• [Written exercise]: Update the entries starting with the line containing "Where in the photo above can the bare" and going on through the end of the entries: replace "water" with "lake" and leave everything else unchanged. Give back only those lines.

──────────────────────────────

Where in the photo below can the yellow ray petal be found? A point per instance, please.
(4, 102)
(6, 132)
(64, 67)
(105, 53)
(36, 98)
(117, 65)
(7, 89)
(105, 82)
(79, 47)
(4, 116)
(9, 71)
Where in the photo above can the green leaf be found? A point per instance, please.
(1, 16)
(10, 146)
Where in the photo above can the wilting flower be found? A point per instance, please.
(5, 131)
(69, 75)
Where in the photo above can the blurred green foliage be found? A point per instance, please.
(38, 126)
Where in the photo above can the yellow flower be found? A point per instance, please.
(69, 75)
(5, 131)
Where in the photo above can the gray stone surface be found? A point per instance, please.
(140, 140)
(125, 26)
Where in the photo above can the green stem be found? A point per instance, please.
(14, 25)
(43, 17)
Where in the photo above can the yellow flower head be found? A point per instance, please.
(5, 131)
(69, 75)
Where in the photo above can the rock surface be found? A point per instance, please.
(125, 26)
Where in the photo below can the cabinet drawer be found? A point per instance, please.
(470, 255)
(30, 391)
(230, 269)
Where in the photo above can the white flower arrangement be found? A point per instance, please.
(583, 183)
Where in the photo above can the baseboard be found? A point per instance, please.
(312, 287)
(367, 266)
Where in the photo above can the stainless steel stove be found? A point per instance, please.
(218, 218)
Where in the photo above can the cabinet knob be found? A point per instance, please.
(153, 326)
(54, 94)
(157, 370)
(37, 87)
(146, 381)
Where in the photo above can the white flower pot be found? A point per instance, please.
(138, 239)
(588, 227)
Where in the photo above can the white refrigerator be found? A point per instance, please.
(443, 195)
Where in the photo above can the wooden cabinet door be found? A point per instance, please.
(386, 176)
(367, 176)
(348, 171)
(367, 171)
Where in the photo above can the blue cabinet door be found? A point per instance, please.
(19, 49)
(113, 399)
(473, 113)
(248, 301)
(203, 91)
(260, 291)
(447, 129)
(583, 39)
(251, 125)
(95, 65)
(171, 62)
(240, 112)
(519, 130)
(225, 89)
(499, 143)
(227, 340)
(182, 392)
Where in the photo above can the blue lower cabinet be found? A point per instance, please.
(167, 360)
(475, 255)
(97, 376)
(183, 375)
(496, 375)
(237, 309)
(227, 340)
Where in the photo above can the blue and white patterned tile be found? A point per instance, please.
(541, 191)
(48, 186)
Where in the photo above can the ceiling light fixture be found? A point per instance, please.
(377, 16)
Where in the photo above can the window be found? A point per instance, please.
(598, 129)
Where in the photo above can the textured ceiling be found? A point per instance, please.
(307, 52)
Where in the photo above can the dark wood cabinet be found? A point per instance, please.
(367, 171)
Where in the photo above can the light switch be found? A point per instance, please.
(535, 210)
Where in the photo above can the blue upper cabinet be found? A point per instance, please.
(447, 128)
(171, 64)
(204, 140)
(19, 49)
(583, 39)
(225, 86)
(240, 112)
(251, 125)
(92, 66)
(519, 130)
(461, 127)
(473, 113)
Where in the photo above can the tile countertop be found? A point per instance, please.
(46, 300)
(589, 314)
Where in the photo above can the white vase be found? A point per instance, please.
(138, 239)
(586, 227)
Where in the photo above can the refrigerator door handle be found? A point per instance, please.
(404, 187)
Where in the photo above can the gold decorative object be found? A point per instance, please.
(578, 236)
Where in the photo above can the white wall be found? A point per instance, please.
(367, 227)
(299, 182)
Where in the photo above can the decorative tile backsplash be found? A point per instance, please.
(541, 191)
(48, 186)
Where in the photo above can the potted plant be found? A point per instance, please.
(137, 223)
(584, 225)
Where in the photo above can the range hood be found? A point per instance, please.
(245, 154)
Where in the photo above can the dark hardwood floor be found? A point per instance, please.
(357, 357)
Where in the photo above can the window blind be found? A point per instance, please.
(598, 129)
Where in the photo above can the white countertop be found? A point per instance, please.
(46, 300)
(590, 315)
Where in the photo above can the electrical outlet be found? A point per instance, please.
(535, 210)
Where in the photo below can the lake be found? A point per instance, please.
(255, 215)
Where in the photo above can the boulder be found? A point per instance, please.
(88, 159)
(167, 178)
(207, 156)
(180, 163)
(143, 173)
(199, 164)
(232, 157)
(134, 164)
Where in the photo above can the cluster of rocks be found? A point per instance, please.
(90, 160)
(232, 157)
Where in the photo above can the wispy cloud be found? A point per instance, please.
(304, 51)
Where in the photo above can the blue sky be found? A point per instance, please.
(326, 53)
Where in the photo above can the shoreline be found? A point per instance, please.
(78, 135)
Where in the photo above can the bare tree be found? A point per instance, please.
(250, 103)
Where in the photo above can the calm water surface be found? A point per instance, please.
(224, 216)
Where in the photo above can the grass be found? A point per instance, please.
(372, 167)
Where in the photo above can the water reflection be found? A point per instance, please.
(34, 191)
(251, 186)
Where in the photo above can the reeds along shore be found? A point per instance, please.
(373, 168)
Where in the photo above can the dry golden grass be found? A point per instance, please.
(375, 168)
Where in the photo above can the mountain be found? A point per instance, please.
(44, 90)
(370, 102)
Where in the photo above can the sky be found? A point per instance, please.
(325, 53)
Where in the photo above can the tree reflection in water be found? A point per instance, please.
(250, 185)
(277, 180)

──────────────────────────────

• [Written solution]:
Where in the photo above can the bare tree be found? A point per instance, please.
(250, 103)
Where in the photo above can the calm lake surface be found? A point per instance, please.
(224, 216)
Where in the photo above can the grass be found? A point per instance, please.
(372, 167)
Where in the photo above can the lake reflection be found? A point per instance, please.
(34, 191)
(251, 186)
Where in the photo above can the reeds along shore be found? A point per instance, please.
(373, 168)
Where in the photo above can the dry golden grass be found? A point per instance, please.
(375, 168)
Where in the photo above can the mountain be found? A point per instance, please.
(44, 90)
(370, 102)
Where in the photo above can the sky be found? A point per instance, please.
(325, 53)
Where in the photo above can the tree reflection in lake be found? A point per instance, please.
(250, 185)
(277, 180)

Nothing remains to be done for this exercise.